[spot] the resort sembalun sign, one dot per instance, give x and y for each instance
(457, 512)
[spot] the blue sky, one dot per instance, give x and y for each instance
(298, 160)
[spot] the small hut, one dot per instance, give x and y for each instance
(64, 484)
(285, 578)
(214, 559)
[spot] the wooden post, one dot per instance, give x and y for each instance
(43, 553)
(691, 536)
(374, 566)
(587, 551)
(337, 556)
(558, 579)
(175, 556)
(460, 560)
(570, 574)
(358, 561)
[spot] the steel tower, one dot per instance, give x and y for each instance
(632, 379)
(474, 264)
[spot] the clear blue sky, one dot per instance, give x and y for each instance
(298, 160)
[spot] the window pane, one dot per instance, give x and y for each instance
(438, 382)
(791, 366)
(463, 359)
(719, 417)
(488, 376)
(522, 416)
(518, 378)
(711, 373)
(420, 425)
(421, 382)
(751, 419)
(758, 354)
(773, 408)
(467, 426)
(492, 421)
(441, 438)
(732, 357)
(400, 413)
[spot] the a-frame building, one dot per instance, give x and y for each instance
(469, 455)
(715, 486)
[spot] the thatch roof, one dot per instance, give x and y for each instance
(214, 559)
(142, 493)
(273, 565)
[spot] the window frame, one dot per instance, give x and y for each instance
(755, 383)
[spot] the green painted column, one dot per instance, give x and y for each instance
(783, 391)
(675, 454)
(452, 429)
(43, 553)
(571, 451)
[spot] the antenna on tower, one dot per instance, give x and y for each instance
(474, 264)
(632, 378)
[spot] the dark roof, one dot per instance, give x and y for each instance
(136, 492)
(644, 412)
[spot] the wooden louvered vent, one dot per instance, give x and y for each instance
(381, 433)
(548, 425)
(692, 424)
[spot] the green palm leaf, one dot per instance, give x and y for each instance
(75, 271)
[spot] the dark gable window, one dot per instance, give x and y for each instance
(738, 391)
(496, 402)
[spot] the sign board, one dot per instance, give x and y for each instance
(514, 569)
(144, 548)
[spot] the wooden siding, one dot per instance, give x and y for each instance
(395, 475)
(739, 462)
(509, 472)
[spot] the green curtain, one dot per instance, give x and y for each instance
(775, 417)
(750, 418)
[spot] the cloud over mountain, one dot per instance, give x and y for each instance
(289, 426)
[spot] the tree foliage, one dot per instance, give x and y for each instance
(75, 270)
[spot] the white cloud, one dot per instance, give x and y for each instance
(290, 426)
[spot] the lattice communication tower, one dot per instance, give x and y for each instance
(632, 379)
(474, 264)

**Task to complete**
From the line that contains "[spot] the a-frame" down to the last line of the listing above, repeat each line exactly, and include nothing else.

**Reply**
[spot] the a-frame building, one dot per instance, give x and y for each instance
(469, 455)
(715, 486)
[spot] the thatch roof, one dot per instance, give x and y for each instance
(214, 559)
(142, 493)
(273, 565)
[spot] the window frame, one dot per instance, give x and y for each instance
(755, 383)
[spot] the green painted column, one dot per instance, give x and y for each instance
(783, 391)
(675, 454)
(452, 429)
(43, 553)
(571, 451)
[spot] the antenna on tower, one dot per instance, give x and y for each instance
(474, 264)
(632, 378)
[spot] the dark roof, one dot per instance, give x and y for each instance
(136, 492)
(644, 412)
[spot] the wooden louvered vent, one dot per instance, give x and y for each instance
(381, 433)
(548, 425)
(692, 424)
[spot] the green palm leaf, one dot per instance, give x and y for each instance
(75, 271)
[spot] the dark gable window, one dot per instance, give x and y for each instance
(738, 391)
(496, 402)
[spot] the sign board, one dot per instance, give x and y for each instance
(514, 569)
(144, 548)
[spot] the wooden siding, one dot per instance, give x and y for each instance
(395, 475)
(739, 462)
(509, 472)
[spot] the green curtain, one dot per instance, give x and y for each instance
(775, 417)
(750, 418)
[spot] the cloud over mountain, one dot per instance, give x and y for each instance
(289, 426)
[spot] the tree foliage, one dot per instance, give x and y for each instance
(75, 270)
[spot] the white cloud, one dot per instance, give x and y for each instance
(290, 426)
[spot] the lattice communication tower, one dot per instance, give x and y for each instance
(632, 379)
(474, 264)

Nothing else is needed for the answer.